Segment Open

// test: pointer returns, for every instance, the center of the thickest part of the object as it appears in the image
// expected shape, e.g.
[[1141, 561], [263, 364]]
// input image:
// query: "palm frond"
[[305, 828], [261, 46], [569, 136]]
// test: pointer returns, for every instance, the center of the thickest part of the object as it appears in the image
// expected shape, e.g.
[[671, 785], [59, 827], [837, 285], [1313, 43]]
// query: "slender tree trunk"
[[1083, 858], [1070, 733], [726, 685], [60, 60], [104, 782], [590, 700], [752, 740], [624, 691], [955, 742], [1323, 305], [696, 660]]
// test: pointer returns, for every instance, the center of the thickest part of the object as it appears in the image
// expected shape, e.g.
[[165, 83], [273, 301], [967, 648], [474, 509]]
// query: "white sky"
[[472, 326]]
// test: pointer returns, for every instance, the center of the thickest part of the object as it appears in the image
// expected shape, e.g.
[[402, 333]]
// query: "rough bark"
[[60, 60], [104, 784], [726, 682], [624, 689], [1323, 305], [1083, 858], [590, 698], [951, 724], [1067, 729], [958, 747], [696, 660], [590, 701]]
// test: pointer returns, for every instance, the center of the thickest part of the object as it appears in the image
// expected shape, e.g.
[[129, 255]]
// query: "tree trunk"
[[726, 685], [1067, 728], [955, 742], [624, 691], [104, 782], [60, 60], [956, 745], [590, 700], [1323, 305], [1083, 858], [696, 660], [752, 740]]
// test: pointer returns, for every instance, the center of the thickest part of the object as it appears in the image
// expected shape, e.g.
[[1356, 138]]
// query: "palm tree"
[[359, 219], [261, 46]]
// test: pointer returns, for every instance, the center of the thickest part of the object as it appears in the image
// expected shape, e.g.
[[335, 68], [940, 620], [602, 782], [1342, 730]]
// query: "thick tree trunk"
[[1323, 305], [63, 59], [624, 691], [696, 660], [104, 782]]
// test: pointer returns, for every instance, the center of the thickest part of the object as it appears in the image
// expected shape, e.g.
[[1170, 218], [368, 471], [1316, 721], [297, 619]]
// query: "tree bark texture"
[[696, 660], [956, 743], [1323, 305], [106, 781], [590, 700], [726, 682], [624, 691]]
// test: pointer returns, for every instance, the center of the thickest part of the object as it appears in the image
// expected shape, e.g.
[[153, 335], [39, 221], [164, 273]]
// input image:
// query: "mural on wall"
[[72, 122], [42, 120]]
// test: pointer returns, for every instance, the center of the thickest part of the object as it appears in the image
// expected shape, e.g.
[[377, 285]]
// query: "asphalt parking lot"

Segment Closed

### What is required:
Word for word, repeat every line of the data.

### Exercise result:
// test: pointer returns, for every instance, the center of the thickest part of the object as it appears in the image
// expected shape, e.g.
[[1141, 561], [263, 364]]
// input image:
// query: "palm frond"
[[305, 828], [261, 46], [569, 136]]
// test: pointer returns, for every instance, the center of the thickest part of the object as it appears in the image
// expected shape, e.g.
[[671, 785], [59, 827], [837, 285], [1313, 43]]
// query: "slender tree trunk"
[[1083, 858], [1070, 733], [726, 685], [60, 60], [104, 782], [590, 700], [752, 740], [624, 691], [955, 742], [1323, 305], [696, 660]]
// test: pointer returns, for every instance, the center of the thickest part of the object as it appears in the image
// expected shape, e.g.
[[165, 83], [273, 301], [967, 648], [474, 509]]
// query: "white sky"
[[472, 326]]
// test: pointer returns, for every instance, the center of the thickest part of the object as it appears in the image
// expected shape, e.g.
[[402, 333]]
// query: "rough bark"
[[60, 60], [104, 784], [726, 682], [624, 689], [1323, 305], [1083, 858], [590, 698], [951, 724], [1067, 729], [958, 747], [696, 660], [590, 701]]
// test: pointer returns, for every instance, the center of the thickest part of the object as it appears in the image
// expected shape, e.g.
[[129, 255]]
// query: "tree trunk"
[[726, 685], [1067, 728], [955, 742], [624, 691], [104, 782], [60, 60], [956, 745], [590, 700], [1323, 305], [1083, 858], [696, 660], [752, 740]]
// test: pointer returns, for every instance, the center of the thickest part of the object as it appears in the image
// expected shape, e.g.
[[1356, 138]]
// query: "palm tree"
[[359, 219], [261, 46]]
// test: pointer returns, for every instance, the center of the thickest part of the object as it appears in the image
// expected shape, e.g.
[[335, 68], [940, 620], [602, 782], [1342, 730]]
// query: "thick tree trunk"
[[1323, 305], [63, 59], [624, 691], [696, 660], [104, 782]]
// test: pointer returns, for every instance, the center of the thickest part of the object as it appears in the image
// expected shape, e.g.
[[1170, 218], [368, 471], [1316, 721], [297, 619]]
// query: "tree bark texture"
[[696, 660], [956, 743], [1323, 305], [106, 781], [590, 700], [726, 682], [624, 691]]
// test: pointer returns, for every instance, the center of the thickest part of the object as it appears in the image
// expected shape, e.g.
[[153, 335], [39, 221], [164, 273]]
// input image:
// query: "mural on wall"
[[72, 122], [42, 120]]
// test: pointer returns, for every instance, the center of the thickest part of the object as it appears in the image
// expected shape, e.g.
[[377, 285]]
// query: "asphalt parking lot"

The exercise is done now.